— start Exercise data —
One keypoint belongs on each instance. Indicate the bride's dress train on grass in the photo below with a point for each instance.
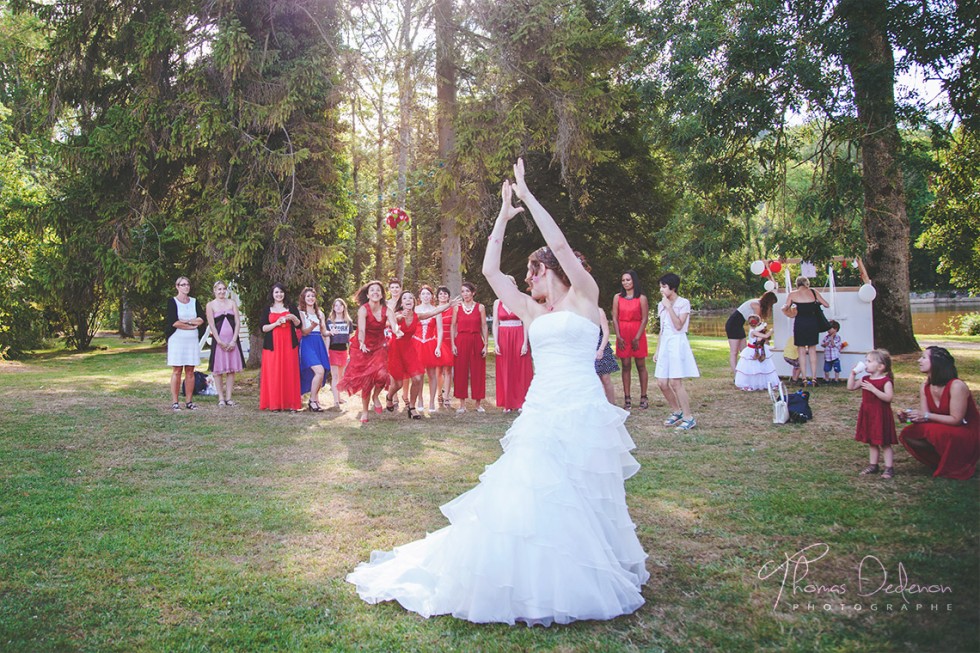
(545, 537)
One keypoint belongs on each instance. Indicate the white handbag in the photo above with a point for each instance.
(780, 411)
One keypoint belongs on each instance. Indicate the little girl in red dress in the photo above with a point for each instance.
(876, 424)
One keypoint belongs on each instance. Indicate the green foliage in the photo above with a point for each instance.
(952, 226)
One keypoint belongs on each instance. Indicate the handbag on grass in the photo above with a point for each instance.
(780, 410)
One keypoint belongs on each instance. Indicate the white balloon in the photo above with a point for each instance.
(867, 293)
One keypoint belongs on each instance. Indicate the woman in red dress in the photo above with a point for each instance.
(513, 357)
(367, 371)
(404, 363)
(945, 431)
(470, 349)
(280, 356)
(444, 371)
(630, 314)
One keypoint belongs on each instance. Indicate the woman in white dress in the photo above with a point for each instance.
(545, 537)
(184, 328)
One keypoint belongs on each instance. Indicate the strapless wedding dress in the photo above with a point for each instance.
(545, 537)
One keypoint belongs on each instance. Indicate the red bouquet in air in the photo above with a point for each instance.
(397, 216)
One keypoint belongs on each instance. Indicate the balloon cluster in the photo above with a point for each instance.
(767, 269)
(397, 216)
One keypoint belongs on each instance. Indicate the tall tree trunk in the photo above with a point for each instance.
(869, 58)
(404, 127)
(452, 256)
(360, 253)
(379, 222)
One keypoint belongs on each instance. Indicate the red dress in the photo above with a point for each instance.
(956, 449)
(470, 366)
(876, 424)
(514, 371)
(630, 314)
(425, 340)
(280, 369)
(366, 372)
(403, 356)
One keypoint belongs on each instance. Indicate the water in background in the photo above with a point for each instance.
(926, 318)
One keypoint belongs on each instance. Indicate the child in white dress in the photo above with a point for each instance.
(674, 358)
(755, 369)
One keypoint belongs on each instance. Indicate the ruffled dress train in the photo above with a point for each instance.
(545, 537)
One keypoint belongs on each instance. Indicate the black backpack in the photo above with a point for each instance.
(799, 407)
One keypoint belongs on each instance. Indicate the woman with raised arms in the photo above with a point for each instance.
(545, 537)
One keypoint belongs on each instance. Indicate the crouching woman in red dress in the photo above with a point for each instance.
(367, 371)
(945, 431)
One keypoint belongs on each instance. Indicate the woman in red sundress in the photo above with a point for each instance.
(280, 355)
(630, 314)
(513, 357)
(470, 349)
(404, 365)
(367, 371)
(945, 430)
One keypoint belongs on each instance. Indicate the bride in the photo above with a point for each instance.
(545, 536)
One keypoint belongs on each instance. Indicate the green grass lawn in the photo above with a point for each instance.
(127, 527)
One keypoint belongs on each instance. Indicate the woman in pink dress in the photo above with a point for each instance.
(513, 357)
(630, 314)
(280, 356)
(945, 430)
(427, 343)
(367, 370)
(444, 372)
(470, 349)
(227, 357)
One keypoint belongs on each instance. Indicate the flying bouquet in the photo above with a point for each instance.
(396, 217)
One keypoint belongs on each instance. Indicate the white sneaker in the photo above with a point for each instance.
(686, 424)
(674, 419)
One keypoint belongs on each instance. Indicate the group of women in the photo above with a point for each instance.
(397, 342)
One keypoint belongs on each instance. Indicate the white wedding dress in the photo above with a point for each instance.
(545, 536)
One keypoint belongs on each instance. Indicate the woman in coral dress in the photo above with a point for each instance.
(367, 371)
(945, 430)
(630, 314)
(513, 358)
(280, 355)
(427, 341)
(444, 373)
(470, 350)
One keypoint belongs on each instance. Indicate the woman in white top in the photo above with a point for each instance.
(183, 327)
(674, 358)
(735, 326)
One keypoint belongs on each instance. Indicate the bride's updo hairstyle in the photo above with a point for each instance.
(543, 258)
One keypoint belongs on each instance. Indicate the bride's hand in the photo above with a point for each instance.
(520, 187)
(507, 209)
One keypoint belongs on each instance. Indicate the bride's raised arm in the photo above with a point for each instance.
(579, 278)
(522, 305)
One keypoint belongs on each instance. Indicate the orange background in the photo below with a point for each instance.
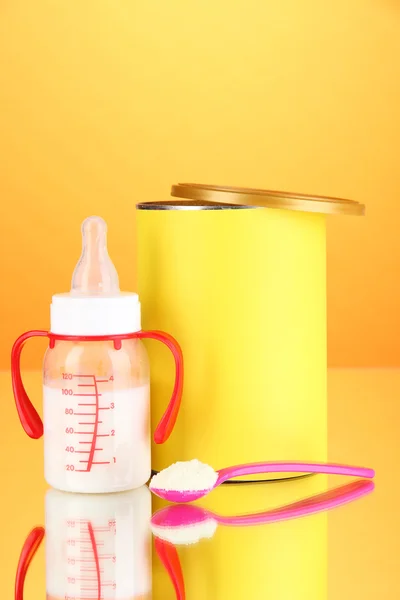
(104, 103)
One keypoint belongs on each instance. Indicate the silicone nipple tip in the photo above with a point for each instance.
(95, 274)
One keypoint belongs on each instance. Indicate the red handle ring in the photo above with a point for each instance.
(30, 420)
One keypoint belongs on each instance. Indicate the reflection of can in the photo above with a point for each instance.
(243, 289)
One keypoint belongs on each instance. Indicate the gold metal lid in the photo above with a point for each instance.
(197, 192)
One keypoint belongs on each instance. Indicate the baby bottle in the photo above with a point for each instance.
(96, 390)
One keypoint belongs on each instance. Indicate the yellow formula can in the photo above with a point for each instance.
(238, 276)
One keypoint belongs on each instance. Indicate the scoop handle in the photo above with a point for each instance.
(27, 413)
(28, 551)
(293, 467)
(308, 506)
(168, 420)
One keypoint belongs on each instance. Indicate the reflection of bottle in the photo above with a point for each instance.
(97, 547)
(278, 561)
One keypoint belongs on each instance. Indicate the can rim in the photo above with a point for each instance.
(197, 192)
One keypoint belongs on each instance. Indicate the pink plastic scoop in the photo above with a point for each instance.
(181, 496)
(176, 516)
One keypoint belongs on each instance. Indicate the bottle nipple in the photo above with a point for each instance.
(94, 274)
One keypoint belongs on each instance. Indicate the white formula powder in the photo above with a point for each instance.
(191, 475)
(186, 534)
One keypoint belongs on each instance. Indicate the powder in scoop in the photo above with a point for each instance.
(191, 475)
(187, 534)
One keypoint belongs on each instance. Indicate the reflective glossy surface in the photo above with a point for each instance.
(238, 542)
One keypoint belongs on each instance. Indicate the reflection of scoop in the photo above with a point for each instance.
(180, 524)
(172, 493)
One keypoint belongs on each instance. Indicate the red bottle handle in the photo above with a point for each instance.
(169, 557)
(168, 420)
(28, 551)
(28, 415)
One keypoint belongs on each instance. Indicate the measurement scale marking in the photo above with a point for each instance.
(96, 556)
(96, 425)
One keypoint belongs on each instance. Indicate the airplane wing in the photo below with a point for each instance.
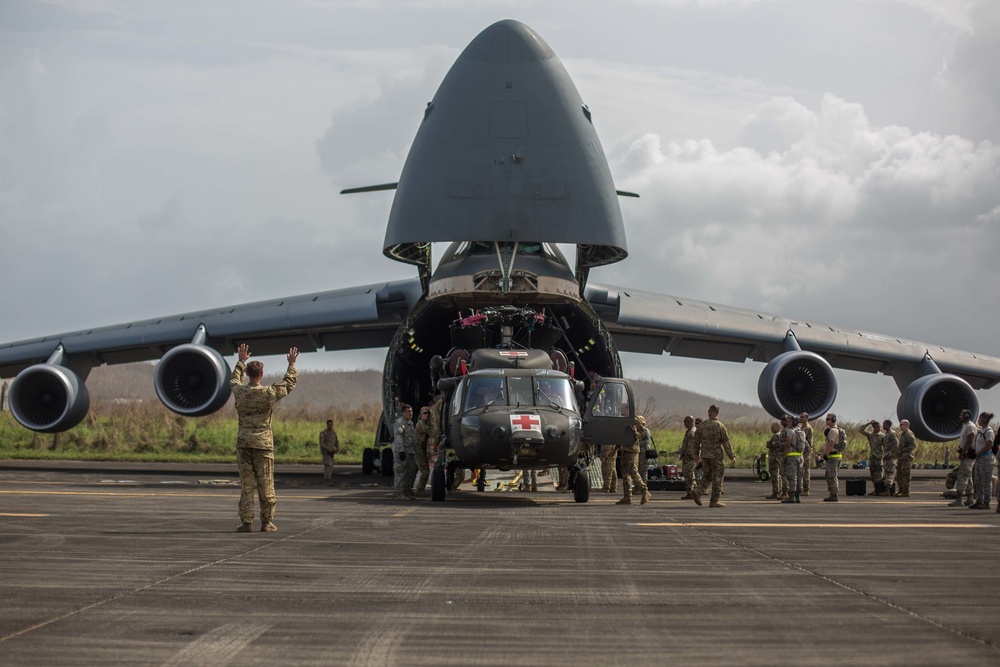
(351, 318)
(936, 383)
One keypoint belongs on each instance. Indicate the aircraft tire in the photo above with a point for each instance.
(387, 461)
(438, 484)
(581, 490)
(367, 461)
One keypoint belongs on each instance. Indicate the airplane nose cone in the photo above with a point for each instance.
(508, 41)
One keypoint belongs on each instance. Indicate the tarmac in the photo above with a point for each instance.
(138, 564)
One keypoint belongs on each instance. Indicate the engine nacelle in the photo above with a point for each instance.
(797, 382)
(48, 398)
(192, 380)
(933, 404)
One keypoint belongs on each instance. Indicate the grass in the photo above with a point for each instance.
(143, 432)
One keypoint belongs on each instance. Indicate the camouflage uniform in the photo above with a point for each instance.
(907, 444)
(254, 440)
(609, 454)
(688, 460)
(833, 460)
(630, 470)
(328, 446)
(889, 456)
(404, 442)
(775, 447)
(424, 452)
(806, 457)
(710, 441)
(876, 452)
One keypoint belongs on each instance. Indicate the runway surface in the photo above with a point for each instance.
(139, 565)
— end Exercise data —
◆ **Written exercise**
Turn the entries above into a two-column CSV with the header instruction,points and one row per entry, placing the entry's text and its answer each in a single quoted field with line breaks replaced by spaces. Leave the pictures out.

◆ **Exercise result**
instruction,points
"One keypoint belongs on each instance. Indicate the bride's dress train on grass in the photo below with a point for each instance.","(545, 537)"
"One keypoint belongs on each instance. Indicate the white handbag in the photo above with a point for each instance.","(780, 411)"
"One keypoint belongs on each instance. Indicate the little girl in red dress in the photo above with a point for each instance.","(876, 424)"
"One keypoint belongs on each instance. Indicate the green foliage in the photo above with a point for each instance.","(952, 226)"
"One keypoint belongs on each instance. Indicate the handbag on grass in the photo above with a point for each instance.","(780, 410)"
"One keypoint belongs on each instance. Indicate the white balloon in the photo above with a point for each instance.","(867, 293)"
"One keypoint belongs on each instance. Indicate the woman in red dress in the photo above with a point for each instance.","(513, 357) (367, 371) (404, 363) (945, 431) (470, 349) (280, 356) (444, 371) (630, 314)"
"One keypoint belongs on each instance. Indicate the woman in white dress in the photo above with a point for each instance.","(545, 537) (184, 328)"
"One keypoint belongs on each instance. Indicate the strapless wedding dress in the photo above with a point for each instance.","(545, 537)"
"One keypoint belongs on each instance. Indicate the red bouquet in air in the photo above with a point for each instance.","(397, 216)"
"One keypoint belongs on each instance. Indicate the balloon cluster in the photo above with a point for each instance.","(767, 269) (397, 216)"
"One keypoint belongs on each instance. Indicate the tall tree trunk in the photo above with a point for each instance.","(869, 58) (404, 127) (452, 256) (360, 253) (379, 222)"
"One keypoint belongs on each instance. Indicate the red dress in the photo above with a point for each instance.","(956, 449) (470, 366) (876, 424) (514, 371) (630, 314) (425, 340) (280, 369) (366, 372) (403, 356)"
"One keypoint belongs on each instance. Indicate the water in background in the photo above with a point for each instance.","(926, 318)"
"One keypoint belongs on each instance. Indicate the child in white dress in the photo above with a point for each instance.","(674, 358) (755, 369)"
"One keypoint belongs on each instance. Indicate the ruffled dress train in the photo above with a point for each instance.","(545, 537)"
"One keypoint belongs on each instance. Indicate the black backpack in the photo above with a point for each instance.","(799, 407)"
"One keypoint belongs on each instance. Indicate the woman with raised arms in the photo above with a point for each instance.","(545, 537)"
"One keypoint belongs on each instance. Indicate the crouching woman in red dress in the photo above with a point for each instance.","(367, 371) (945, 431)"
"One keypoint belongs on each instance. Indicate the woman in red sundress in the photo above with a point for each instance.","(280, 355) (630, 314) (513, 357) (470, 349) (404, 365) (367, 371) (945, 430)"
"One keypoint belongs on each instance. Indicate the bride in the photo above with a point for each instance.","(545, 536)"
"One keypoint belongs on each instance. Indicate the green grass lawn in the photo above with a point for each instance.","(127, 527)"
"One keypoint belongs on each instance. Indicate the woman in pink dress in the photo above with a point for each instance.","(513, 357) (630, 314) (280, 356) (945, 430) (427, 343) (367, 370) (444, 372) (470, 349) (227, 357)"
"One keypoint belongs on each instance. Indicate the flying bouquet in the photo above with a point for each instance.","(396, 217)"
"One keypoint belongs on each instance. Indicate the white sneaker in the photo above with a point for each instance.","(686, 424) (674, 419)"
"One keypoint belongs on each instance. Indicate the group of women in the photo above with a point for each instance.","(397, 342)"
"One keypoint belongs on each instance. Indicate the white wedding dress in the photo above with a point for each instance.","(545, 536)"
"One keypoint belongs on each instance. Indicate the woman in coral dress in the photo above with a point for each instance.","(367, 371) (945, 430) (630, 314) (513, 358) (280, 355) (427, 341) (444, 373) (470, 350)"
"One keypoint belongs on each instance. Indicate the woman in white top in the photo above with a point for each instance.","(183, 327) (674, 358) (735, 326)"
"One keypoint belongs on each instance. Indicate the bride's updo hairstyle in the photo above with a point for each instance.","(543, 258)"
"One keypoint belongs on each instance. Indicate the bride's hand in the photo above with a point for each instance.","(520, 187) (507, 209)"
"One keypoint belongs on each instance. Indicate the bride's raised arm in the photo above with a point for each instance.","(579, 278) (522, 305)"
"One keypoint belongs on each instance. Indicate the orange background in the photo below with a point for each instance.","(104, 103)"
"One keypoint belongs on each instance. Indicate the silicone nipple tip in the photo above with a point for each instance.","(95, 274)"
"One keypoint belongs on each instance. Indicate the red handle ring in the photo above with a point for each instance.","(30, 420)"
"One keypoint belongs on each instance. Indicate the reflection of can in the photo above with a point for each instance.","(243, 289)"
"One keypoint belongs on each instance. Indicate the gold metal lid in the photo above with a point for each instance.","(197, 192)"
"One keypoint belongs on each instance. Indicate the baby bottle in the photo above with a point for each instance.","(96, 390)"
"One keypoint belongs on each instance. Indicate the yellow formula can in the photo above with a point for each instance.","(238, 276)"
"One keypoint belongs on each instance. Indicate the scoop handle in the photo above with a point for each instance.","(27, 413) (28, 551) (293, 467) (308, 506) (168, 420)"
"One keypoint belongs on each instance. Indicate the reflection of bottle in the photo above with a point for each instance.","(97, 547) (278, 561)"
"One keypoint belongs on each instance. Indicate the can rim in the photo above with a point for each instance.","(197, 192)"
"One keypoint belongs on each instance. Indicate the pink plastic scoop in the photo above with a point for each instance.","(181, 496) (176, 516)"
"One keypoint belongs on each instance. Indicate the bottle nipple in the photo above with a point for each instance.","(94, 274)"
"One keypoint belongs on each instance. Indicate the white formula powder in the photo above with a point for each instance.","(191, 475) (186, 534)"
"One keypoint belongs on each instance. Indicate the powder in scoop in the photo above with a point for each instance.","(191, 475) (187, 534)"
"One keypoint belongs on each instance. Indicate the reflective glossy surface in the photo above with a point for each instance.","(238, 542)"
"One keypoint belongs on each instance. Indicate the reflection of scoop in the photo above with a point for each instance.","(180, 524) (172, 493)"
"One keypoint belongs on each instance. Indicate the red bottle handle in the photo above with a point for each instance.","(169, 557) (168, 420) (28, 551) (28, 415)"
"One keypoint belongs on each instance. Indicate the measurement scale marking in the photo above with a point for each instance.","(96, 556) (96, 425)"
"One keypoint belongs on each instance. Indicate the airplane wing in the photo below with a point for each instance.","(351, 318) (936, 383)"
"One keypoint belongs on each instance. Indicate the aircraft tire in the photo above with a point for each instance.","(387, 461) (438, 484) (581, 490) (367, 461)"
"One keypoint belongs on each instance. Indicate the airplane nose cone in the photo above with a point for each instance.","(508, 41)"
"One keypoint belongs on each instance. Indicate the tarmac in the photo above with a point for each instance.","(138, 564)"
"One keypoint belongs on each instance. Indicate the engine nacelle in the photo above with a point for each instance.","(797, 382) (48, 398) (192, 380) (933, 404)"
"One keypoint belongs on each instance. Indicate the grass in the photo above with a point for each instance.","(143, 432)"
"One keypoint belongs on each instance. Indicate the camouflage uniform in the photo above with a point for each instance.","(907, 444) (254, 440) (609, 454) (688, 460) (833, 460) (630, 470) (328, 446) (889, 456) (404, 442) (775, 447) (424, 452) (806, 457) (710, 441) (876, 452)"
"One keypoint belongs on each instance. Indicate the runway surface in the photo above with a point for each instance.","(139, 565)"